# Orient Bambino or Orient Star sel05004w?



## jaiwanjin (Oct 20, 2012)

Hello everyone, as you can see by the title I'm torn between two watches and thought I'd ask the community for their collective opinion. :think:

I recently discovered Orient watches, though technically I've known of them for some time. I used to live in Japan for a time and always saw tons of orient watches in stores wherever I would go. I always thought their designs looked great but dismissed them based on their price alone, assuming they were cheap and unreliable. Also at the time I didn't really understand the benefits of an automatic and also dismissed the short term (compared to solar or kinetic) power reserve.

Fast forward to today, I have learned a bit more about the company, and recently stumbled across the Bambino, which is everything I was looking for in a retro sixties inspired dress watch. I was previously looking at watches like the Longines conquest heritage, and Hamilton intra/view matic, but there was always some minor point (lack of second hand, lack of case back, color of dial, etc) that held me back. :rodekaart

The orient bambino looks amazing and looks like everything ive been looking for, in an inexpensive package to boot. However my one concern is the build quality due to the price, overall I've heard pretty good reviews, but also found the orient star sel05004w, which pretty much looks like the bambino but with a power reserve and a different logo.

Does anyone with experience handling these watches have any advice either way? My purchase will be solely online as I don't have anywhere near me I can really go to handle them, save for the next time I travel to Japan. (Apparently a few jewelers have started carrying them but not anywhere near me)
..........
_CHALLENGES_
[1] Answer these about the Orient watch thread:
(a) In which country did the poster once live and see many Orient watches in stores?
(b) Which two other watches had the poster looked at before finding the Bambino?
(c) What two differences from the Bambino does the poster name for the Orient Star sel05004w?
[2] Reproduce the Orient watch thread from "Hello everyone, as" to "kinetic) power reserve.".
The items that follow have nothing to do with the Orient watch thread.

_INFORMATION PROVIDED_
..........
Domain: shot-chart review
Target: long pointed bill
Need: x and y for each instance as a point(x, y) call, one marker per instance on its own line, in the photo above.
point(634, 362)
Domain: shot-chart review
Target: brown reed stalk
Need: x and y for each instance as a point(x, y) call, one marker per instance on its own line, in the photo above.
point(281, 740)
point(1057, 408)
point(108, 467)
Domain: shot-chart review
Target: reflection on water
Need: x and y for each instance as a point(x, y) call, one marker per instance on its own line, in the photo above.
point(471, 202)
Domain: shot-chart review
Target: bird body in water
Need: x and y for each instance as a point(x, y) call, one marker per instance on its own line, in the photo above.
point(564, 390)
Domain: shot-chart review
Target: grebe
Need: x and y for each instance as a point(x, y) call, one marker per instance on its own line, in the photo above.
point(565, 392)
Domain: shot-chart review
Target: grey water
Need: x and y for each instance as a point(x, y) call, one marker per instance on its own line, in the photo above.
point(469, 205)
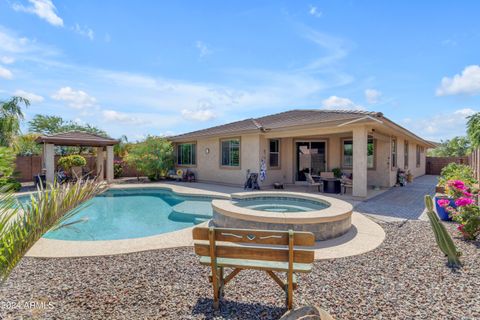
..........
_SOLUTIONS TO THE PROBLEMS_
[1]
(a) Japan.
(b) The Longines Conquest Heritage and the Hamilton Intra/View Matic.
(c) A power reserve and a different logo.

[2]
Hello everyone, as you can see by the title I'm torn between two watches and thought I'd ask the community for their collective opinion. :think:

I recently discovered Orient watches, though technically I've known of them for some time. I used to live in Japan for a time and always saw tons of orient watches in stores wherever I would go. I always thought their designs looked great but dismissed them based on their price alone, assuming they were cheap and unreliable. Also at the time I didn't really understand the benefits of an automatic and also dismissed the short term (compared to solar or kinetic) power reserve.